__Task brief__:
The records below should be written out again, exactly.

[Region pointing data]
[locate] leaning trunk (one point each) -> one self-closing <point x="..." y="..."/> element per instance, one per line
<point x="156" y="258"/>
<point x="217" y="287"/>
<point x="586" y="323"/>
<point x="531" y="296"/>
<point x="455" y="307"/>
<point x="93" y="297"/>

__Solution for this task__:
[locate] leaning trunk (one point each) -> one self-closing <point x="..." y="..."/> element per instance, one per line
<point x="156" y="258"/>
<point x="217" y="287"/>
<point x="586" y="323"/>
<point x="531" y="296"/>
<point x="455" y="307"/>
<point x="93" y="297"/>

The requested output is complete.